146. NA’AMAN
_____________________________________________________
Siapa
sih Na’aman ini? Ada banyak nama di dalam Perjanjian Lama, tapi tidak banyak
yang disebut oleh Yesus. Na’aman adalah salah satu dari nama-nama yang sempat
disebut oleh Yesus.
Mari
kita lihat di Lukas 4:27
Dan pada zaman nabi Elisa
banyak orang kusta di Israel dan tidak
ada seorang pun dari mereka yang ditahirkan, selain Na’aman, orang Siria
itu."
Jadi, dari satu
kalimat pendek yang diucapkan Yesus ini kita mendapatkan informasi:
1.
Na’aman itu
berpenyakit kusta
penyakit yang
tidak ada obatnya di zaman itu, penyakit yang mengerikan dan memalukan di zaman
itu, karena orang yang kena kusta dikucilkan dari masyarakat, ke mana-mana
harus berpakaian compang-camping supaya dari jauh orang sudah tahu dia sakit
kusta, dan sambil berjalan dia harus berseru, “Najis! Najis!” supaya jangan ada
orang yang mendekat, karena penyakit kusta itu menular.
2.
Na’aman
ditahirkan/disembuhkan dari penyakit kusta
berarti dia
sembuh oleh mujizat, karena hanya mujizat dari Tuhanlah yang bisa menyembuhkan
penyakit kusta di zaman itu.
3.
Na’aman orang
Siria, bukan orang Yahudi
bagi bangsa
Yahudi, semua orang yang bukan Yahudi dianggap kafir dan kedudukannya lebih
rendah dari mereka. Orang Yahudi menyebut orang-orang non-Yahudi itu dengan
sebutan-sebutan yang menghina dan merendahkan.
4.
Yesus kenal
nama Na’aman
berarti di mata
Yesus, Na’aman adalah orang yang penting, orang yang masuk hitungan. Na’aman
namanya tercantum dalam kitab suci.
5.
Na’aman
adalah satu-satunya orang kusta yang disembuhkan di zaman nabi Elisa,
padahal dia
bukan orang Yahudi, dia orang kafir. Tapi walaupun di zaman itu ada banyak
orang Yahudi yang berpenyakit kusta, tidak satu pun dari mereka yang
disembuhkan, justru Na’aman yang kafir ini yang disembuhkan.
Seringkali
kita yang menganggap diri kita umat Tuhan, merasa bahwa kita sudah istimewa.
Tapi jika kita diingatkan kisah-kisah seperti ini, kita baru sadar bahwa ada banyak
orang yang kita anggap “kafir” yang justru lebih dihargai Tuhan daripada kita.
Tuhan yang bisa melihat hati setiap manusia yang lebih tahu hati siapa yang
lebih tulus, orang-orang Israel yang mengaku umat Tuhan seperti kita, atau
Na’aman orang kafir ini.
Untuk
mengetahui kisah Na’aman marilah kita baca 2 Raja-raja 5.

Cuplikan data anotasi titik

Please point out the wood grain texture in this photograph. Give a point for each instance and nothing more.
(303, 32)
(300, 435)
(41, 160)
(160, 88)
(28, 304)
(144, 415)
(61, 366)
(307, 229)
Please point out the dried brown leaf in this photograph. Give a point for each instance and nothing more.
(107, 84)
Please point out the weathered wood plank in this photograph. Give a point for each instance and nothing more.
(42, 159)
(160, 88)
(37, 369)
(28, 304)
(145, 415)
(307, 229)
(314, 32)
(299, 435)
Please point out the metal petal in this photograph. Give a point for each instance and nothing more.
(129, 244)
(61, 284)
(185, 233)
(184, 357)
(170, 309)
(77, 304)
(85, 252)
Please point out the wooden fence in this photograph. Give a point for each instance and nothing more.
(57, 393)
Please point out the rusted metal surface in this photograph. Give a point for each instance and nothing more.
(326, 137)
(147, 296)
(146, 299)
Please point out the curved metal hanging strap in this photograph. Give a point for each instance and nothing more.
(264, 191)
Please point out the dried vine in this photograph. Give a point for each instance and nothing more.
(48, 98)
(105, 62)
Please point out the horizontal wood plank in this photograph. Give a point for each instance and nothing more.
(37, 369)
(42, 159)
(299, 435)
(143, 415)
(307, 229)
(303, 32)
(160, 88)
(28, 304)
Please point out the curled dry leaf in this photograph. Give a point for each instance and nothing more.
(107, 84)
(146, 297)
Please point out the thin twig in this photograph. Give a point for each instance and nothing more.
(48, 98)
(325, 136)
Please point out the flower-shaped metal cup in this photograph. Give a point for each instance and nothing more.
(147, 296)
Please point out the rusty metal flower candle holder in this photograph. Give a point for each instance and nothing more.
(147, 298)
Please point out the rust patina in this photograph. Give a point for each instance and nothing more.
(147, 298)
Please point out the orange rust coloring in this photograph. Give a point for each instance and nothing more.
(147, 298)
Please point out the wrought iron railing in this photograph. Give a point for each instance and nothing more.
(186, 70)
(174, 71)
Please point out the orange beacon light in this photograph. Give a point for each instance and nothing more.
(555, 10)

Daftar Tugas
A: Salin bagian teks tentang Na’aman, mulai pada kata "Na’aman itu" dan berhenti setelah kata "di zaman itu.".
B: Jawab pertanyaan berikut berdasarkan teks tentang Na’aman.
(i) Pada zaman nabi siapa banyak orang kusta di Israel menurut ayat Lukas yang dikutip?
(ii) Na’aman disebut sebagai orang dari bangsa apa?
(iii) Pasal kitab mana yang diajak untuk dibaca di bagian akhir?
C: Teruskan teks tentang Na’aman dari kalimat terakhirnya.

Jawaban Tugas
A:
Na’aman itu
berpenyakit kusta
penyakit yang
tidak ada obatnya di zaman itu, penyakit yang mengerikan dan memalukan di zaman
itu, karena orang yang kena kusta dikucilkan dari masyarakat, ke mana-mana
harus berpakaian compang-camping supaya dari jauh orang sudah tahu dia sakit
kusta, dan sambil berjalan dia harus berseru, “Najis! Najis!” supaya jangan ada
orang yang mendekat, karena penyakit kusta itu menular.
2.
Na’aman
ditahirkan/disembuhkan dari penyakit kusta
berarti dia
sembuh oleh mujizat, karena hanya mujizat dari Tuhanlah yang bisa menyembuhkan
penyakit kusta di zaman itu.

B:
(i) Nabi Elisa
(ii) Siria
(iii) 2 Raja-raja 5

C:
5:1 Nah, Na’aman, panglima tentara raja Aram, adalah seorang terpandang di hadapan tuannya dan dihormati, sebab melalui
dia TUHAN telah memberikan kemenangan kepada orang Aram. Dia juga seorang yang gagah berani,
tetapi dia seorang kusta.
5:2 Dan orang-orang Aram pernah keluar berpasukan-pasukan, dan telah membawa seorang anak perempuan dari negeri Israel sebagai tawanan, dan ia menjadi pelayan isteri
Na’aman.
5:3 Berkatalah
gadis itu kepada nyonyanya: ‘Sekiranya tuanku menghadap nabi yang di Samaria
itu, karena dia akan menyembuhkannya dari kustanya.’
5:4 Lalu pergilah
Na’aman memberitahukan kepada tuannya, katanya, ‘Begini-beginilah dikatakan
oleh gadis yang dari negeri Israel itu.’
5:5 Maka kata raja Aram: ‘Pergilah, pergi, dan aku akan mengirim surat kepada raja Israel.’ Lalu pergilah
Na’aman dan membawa sepuluh talenta perak dan enam ribu syikal emas dan sepuluh
potong pakaian.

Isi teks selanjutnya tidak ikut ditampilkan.